◆ **Problem to solve**
Take the line that has "Query: drainage grate" in it and every line after it to the end of the entries, and reproduce them exactly.

◆ **Study material**
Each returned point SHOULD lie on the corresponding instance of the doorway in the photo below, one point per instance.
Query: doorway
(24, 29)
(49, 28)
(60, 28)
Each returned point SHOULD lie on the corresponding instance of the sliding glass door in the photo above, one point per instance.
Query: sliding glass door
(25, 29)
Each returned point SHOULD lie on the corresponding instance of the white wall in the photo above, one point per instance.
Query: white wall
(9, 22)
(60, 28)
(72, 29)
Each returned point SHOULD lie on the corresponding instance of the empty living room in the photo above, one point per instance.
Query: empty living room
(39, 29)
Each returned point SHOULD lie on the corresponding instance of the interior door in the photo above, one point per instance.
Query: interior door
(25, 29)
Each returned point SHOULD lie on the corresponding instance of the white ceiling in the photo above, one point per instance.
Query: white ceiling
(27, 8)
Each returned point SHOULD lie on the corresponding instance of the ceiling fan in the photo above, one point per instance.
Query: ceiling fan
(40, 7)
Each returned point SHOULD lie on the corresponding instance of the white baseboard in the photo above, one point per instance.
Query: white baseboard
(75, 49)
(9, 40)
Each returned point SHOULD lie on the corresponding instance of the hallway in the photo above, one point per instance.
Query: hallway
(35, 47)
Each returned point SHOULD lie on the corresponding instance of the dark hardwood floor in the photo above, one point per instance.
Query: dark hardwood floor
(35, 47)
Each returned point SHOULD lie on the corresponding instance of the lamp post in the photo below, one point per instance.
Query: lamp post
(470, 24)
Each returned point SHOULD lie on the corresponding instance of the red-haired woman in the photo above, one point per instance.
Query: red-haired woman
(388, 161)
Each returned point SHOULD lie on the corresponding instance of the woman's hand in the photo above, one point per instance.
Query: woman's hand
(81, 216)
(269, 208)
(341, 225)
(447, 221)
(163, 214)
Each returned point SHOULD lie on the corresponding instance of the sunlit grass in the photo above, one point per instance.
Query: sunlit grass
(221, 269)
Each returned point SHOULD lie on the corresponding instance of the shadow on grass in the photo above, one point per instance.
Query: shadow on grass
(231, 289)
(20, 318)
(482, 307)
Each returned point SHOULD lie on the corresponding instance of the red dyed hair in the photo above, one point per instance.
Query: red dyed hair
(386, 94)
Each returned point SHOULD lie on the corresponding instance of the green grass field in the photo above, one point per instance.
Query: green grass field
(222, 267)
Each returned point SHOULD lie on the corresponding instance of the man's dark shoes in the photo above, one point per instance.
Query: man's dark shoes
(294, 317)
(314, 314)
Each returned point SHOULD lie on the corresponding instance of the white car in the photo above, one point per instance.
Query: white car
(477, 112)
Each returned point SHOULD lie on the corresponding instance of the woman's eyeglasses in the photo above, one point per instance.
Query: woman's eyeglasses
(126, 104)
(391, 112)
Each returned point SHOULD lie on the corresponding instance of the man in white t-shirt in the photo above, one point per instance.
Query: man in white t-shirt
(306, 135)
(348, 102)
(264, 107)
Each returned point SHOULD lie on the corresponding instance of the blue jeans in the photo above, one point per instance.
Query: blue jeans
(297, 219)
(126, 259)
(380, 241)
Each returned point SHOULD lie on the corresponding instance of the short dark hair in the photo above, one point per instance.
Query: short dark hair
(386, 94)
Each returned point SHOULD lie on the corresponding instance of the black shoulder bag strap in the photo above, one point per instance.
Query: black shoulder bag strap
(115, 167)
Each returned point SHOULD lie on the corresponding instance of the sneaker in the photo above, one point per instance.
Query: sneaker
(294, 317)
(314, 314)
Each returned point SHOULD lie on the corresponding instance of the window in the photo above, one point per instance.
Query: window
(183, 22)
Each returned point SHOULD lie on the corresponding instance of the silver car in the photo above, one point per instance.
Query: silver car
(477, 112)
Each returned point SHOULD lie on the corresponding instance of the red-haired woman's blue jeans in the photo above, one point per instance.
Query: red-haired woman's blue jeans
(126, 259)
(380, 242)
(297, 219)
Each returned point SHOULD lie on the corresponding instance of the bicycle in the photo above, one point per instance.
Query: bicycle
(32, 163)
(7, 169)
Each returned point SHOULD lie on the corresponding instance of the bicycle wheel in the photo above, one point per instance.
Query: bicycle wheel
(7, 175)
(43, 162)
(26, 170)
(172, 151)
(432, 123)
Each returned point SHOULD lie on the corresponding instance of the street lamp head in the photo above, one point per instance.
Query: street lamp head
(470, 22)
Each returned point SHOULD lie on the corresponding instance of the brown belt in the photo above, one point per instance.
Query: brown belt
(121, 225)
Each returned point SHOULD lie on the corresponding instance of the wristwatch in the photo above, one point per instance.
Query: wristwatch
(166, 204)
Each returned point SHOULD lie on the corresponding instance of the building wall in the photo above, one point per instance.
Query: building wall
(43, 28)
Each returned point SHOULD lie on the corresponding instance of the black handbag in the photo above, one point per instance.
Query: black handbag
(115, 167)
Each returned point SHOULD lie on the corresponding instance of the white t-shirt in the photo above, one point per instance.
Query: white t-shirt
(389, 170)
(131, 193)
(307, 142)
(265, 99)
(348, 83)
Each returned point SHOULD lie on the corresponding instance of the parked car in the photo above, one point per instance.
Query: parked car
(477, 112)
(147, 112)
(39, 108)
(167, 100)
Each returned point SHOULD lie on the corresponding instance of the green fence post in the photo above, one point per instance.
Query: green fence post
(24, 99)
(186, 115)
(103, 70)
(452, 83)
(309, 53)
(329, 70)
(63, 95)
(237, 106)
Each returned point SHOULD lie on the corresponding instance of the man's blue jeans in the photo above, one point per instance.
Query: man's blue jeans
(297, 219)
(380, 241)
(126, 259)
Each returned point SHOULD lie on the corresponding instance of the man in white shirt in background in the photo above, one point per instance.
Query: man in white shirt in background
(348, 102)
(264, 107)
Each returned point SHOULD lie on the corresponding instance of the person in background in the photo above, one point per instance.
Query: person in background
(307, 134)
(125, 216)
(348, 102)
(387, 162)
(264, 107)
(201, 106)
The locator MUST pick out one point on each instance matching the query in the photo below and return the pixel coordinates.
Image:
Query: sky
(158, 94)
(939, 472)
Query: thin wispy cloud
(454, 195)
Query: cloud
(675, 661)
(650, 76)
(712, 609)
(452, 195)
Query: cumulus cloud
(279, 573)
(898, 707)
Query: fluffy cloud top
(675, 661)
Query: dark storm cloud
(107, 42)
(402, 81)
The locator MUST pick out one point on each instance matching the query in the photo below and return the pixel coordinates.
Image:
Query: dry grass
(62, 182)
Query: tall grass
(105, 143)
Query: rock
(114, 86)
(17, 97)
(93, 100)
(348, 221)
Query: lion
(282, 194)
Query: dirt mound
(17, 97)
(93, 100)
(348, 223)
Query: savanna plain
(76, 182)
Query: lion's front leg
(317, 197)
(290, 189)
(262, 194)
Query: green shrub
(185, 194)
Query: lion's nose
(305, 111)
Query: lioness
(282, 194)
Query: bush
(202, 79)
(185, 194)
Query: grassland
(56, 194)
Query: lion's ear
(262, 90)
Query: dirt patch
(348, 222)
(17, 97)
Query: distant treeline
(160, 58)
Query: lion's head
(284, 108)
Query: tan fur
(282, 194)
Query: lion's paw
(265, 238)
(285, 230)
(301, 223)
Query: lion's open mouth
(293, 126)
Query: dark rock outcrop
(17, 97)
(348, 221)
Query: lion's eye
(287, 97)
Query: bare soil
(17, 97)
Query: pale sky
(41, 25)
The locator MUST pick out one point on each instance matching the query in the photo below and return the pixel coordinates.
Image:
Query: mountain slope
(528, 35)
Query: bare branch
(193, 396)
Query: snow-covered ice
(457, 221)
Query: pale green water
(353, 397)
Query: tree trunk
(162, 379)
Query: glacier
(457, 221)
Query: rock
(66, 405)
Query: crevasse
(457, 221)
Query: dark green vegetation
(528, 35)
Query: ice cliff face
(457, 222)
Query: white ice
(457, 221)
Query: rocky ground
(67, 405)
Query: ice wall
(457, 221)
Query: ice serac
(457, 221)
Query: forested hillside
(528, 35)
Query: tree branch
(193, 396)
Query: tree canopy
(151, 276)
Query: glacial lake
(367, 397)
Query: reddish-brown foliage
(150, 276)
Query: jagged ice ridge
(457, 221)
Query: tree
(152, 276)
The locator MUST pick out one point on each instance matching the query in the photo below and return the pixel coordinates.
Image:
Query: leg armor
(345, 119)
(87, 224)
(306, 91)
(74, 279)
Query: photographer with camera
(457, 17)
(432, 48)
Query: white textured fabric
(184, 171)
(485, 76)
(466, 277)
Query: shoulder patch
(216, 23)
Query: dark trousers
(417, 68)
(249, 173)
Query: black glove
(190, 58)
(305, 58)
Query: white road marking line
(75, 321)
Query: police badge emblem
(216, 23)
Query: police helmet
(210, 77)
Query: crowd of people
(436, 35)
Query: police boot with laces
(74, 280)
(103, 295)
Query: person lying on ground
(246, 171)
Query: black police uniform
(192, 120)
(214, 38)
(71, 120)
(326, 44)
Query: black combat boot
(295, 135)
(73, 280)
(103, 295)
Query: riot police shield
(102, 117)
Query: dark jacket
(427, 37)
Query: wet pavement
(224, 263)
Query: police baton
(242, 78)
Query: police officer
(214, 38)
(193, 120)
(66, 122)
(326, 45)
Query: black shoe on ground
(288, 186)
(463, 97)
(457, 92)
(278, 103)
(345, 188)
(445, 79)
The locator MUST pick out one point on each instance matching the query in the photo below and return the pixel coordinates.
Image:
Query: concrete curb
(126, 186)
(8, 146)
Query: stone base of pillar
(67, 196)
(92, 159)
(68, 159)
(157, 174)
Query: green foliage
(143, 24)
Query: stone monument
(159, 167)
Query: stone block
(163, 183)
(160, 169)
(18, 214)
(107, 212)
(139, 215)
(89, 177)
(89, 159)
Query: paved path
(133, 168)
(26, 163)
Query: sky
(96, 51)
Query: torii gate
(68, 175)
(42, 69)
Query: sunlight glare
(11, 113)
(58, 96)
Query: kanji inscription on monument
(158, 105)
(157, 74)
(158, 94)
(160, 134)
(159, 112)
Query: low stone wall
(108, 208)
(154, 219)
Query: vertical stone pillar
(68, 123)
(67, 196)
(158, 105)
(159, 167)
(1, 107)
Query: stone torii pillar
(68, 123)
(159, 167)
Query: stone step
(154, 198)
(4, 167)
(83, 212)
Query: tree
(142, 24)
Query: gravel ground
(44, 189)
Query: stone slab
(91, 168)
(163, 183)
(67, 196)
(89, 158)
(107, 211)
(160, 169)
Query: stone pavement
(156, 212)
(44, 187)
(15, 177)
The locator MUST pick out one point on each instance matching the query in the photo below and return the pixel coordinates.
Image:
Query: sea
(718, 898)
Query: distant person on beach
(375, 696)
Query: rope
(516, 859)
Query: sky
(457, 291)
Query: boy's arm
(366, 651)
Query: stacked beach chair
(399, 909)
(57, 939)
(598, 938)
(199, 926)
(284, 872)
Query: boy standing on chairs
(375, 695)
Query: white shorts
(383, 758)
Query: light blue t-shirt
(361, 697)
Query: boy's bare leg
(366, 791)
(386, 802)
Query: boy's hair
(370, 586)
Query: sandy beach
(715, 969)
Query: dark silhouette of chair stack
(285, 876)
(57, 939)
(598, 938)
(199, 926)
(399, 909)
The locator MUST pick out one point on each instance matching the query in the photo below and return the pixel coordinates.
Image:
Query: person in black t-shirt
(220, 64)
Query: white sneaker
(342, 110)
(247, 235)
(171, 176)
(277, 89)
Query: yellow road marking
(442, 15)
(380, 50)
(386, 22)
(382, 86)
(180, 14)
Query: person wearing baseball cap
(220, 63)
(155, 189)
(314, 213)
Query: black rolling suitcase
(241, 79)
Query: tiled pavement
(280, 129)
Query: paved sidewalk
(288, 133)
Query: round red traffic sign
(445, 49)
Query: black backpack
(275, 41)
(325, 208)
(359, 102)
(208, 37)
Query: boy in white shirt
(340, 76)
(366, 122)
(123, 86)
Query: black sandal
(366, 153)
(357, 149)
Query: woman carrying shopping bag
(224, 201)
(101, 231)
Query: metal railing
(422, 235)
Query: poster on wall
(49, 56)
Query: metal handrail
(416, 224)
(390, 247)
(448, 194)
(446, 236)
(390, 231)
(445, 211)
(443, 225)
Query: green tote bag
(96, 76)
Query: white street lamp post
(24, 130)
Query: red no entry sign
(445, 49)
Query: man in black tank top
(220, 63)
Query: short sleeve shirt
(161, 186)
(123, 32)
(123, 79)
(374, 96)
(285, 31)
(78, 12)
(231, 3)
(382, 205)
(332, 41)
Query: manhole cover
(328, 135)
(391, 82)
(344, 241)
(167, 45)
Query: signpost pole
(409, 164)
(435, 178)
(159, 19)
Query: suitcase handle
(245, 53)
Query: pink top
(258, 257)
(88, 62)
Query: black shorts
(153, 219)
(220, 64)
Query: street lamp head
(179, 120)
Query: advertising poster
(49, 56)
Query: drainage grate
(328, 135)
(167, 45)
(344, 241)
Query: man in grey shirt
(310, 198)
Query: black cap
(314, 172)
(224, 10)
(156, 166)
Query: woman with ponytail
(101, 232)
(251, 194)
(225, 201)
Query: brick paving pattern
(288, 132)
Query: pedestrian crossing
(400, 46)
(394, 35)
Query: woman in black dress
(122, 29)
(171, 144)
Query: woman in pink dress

◆ **Reply**
Query: drainage grate
(328, 135)
(167, 45)
(344, 241)
Query: man in grey shirt
(310, 198)
Query: black cap
(314, 172)
(224, 10)
(156, 166)
Query: woman with ponytail
(101, 232)
(251, 194)
(225, 201)
Query: brick paving pattern
(288, 132)
Query: pedestrian crossing
(400, 46)
(394, 35)
Query: woman in black dress
(122, 29)
(171, 144)
Query: woman in pink dress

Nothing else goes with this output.